## [Tasks]
**A.** In the IO C API thread, condense the paragraph beginning "You mean reading String chunks" into a short bulleted list that keeps its main facts.
**B.** According to the IO C API thread, what issue number did Martin Bosslet update?

## [Source document]
• • •
From: Martin Bosslet <Martin.Bosslet@...>
Date: 2011-11-28T19:19:12+09:00
Subject: [ruby-core:41357] [ruby-trunk - Feature #5677] IO C API


Issue #5677 has been updated by Martin Bosslet.


Eric Wong wrote:

First off, thanks for your comments.

> Martin Bosslet <Martin.Bosslet@googlemail.com> wrote:
>  > This is related to the proposal in [ruby-core:41321][1].
>  > 
>  > I'd like to take advantage of streaming IO in an extension I am
>  > working on. The problem I'm having is that I don't want to call
>  > IO#read on the rb_funcall level because that would kill the
>  > performance due to wrapping the bytes into Ruby objects back and
>  > forth again.
>  
>  Is starting with Ruby String objects (with binary encoding) and then
>  having read(2)/write(2) hit RSTRING_PTR not possible?

You mean reading String chunks from the underlying IO? I'm afraid not.
The only way I could right now is calling the Ruby methods for 
IO#read/write using rb_funcall. But there's a lot of overhead involved, 
VM roundtrip plus lots of short-lived objects that trigger GC. It would 
likely end up being slower than the current ASN1.decode, a situation I'd 
like to avoid.
• • •
## [Records shown]
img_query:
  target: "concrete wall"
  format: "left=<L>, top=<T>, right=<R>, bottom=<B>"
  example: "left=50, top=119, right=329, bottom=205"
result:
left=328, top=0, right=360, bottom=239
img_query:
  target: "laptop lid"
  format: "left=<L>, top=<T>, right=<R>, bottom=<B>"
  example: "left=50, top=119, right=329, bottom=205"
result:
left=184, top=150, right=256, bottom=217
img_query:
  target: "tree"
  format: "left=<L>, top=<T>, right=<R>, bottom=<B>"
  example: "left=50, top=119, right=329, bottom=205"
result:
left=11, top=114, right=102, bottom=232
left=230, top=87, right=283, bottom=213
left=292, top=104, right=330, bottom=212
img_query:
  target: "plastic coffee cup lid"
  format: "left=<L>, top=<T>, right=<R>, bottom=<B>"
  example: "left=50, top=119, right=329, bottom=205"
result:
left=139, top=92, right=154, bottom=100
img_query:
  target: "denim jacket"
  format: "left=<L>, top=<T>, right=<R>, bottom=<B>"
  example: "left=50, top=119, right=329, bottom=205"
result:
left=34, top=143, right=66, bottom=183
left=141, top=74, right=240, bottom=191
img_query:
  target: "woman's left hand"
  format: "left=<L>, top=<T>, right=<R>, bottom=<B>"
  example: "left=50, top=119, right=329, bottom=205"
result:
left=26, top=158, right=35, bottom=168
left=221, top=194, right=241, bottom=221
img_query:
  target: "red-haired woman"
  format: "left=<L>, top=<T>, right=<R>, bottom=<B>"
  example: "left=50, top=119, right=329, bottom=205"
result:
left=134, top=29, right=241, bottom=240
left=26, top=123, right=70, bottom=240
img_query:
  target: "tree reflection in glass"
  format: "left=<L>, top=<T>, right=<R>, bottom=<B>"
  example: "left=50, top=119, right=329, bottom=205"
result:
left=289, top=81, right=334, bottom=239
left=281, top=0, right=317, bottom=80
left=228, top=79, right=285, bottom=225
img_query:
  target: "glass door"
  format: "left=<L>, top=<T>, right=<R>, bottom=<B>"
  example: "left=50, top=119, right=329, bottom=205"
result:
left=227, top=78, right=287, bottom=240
• • •
## [Task solutions]
**A.**
- Reading String chunks from the underlying IO is not possible.
- The only current option is calling the Ruby methods for IO#read/write through rb_funcall.
- That carries heavy overhead: a VM roundtrip plus many short-lived objects that trigger GC.
- It would likely be slower than the current ASN1.decode, which the writer wants to avoid.

**B.** Issue #5677.